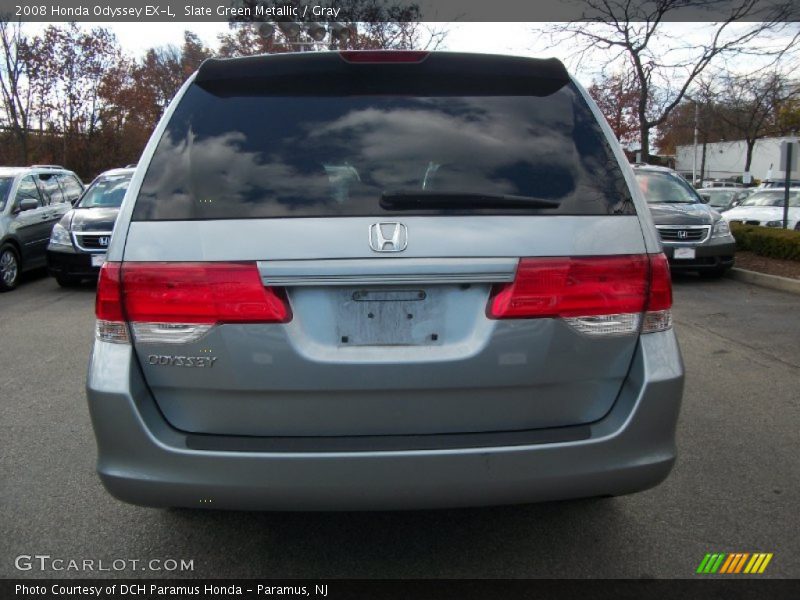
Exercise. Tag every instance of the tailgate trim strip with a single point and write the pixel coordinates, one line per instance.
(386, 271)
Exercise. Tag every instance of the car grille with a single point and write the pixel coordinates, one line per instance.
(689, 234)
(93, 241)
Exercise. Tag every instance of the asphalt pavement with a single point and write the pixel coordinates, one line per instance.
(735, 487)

━━━━

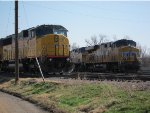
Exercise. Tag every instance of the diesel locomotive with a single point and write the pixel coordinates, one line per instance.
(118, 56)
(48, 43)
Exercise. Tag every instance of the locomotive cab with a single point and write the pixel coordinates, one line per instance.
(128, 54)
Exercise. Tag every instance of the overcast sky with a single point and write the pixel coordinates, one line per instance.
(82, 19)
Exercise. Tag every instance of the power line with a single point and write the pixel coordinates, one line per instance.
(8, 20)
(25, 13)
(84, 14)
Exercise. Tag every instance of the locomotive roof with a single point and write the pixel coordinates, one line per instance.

━━━━

Could you pull out, word for word, every line from the one containing "Exercise. Tag every instance of the power" through the one containing "Exercise. Tag every instance of the locomotive roof", with both of those lines included?

— Exercise response —
Exercise. Tag every instance of the power line with a single point and write the pixel coordinates, one line per instance.
(8, 20)
(25, 13)
(84, 14)
Exercise. Tag every instance of the locomotive roof with a single point and write the pixel coordinates, one line per instance.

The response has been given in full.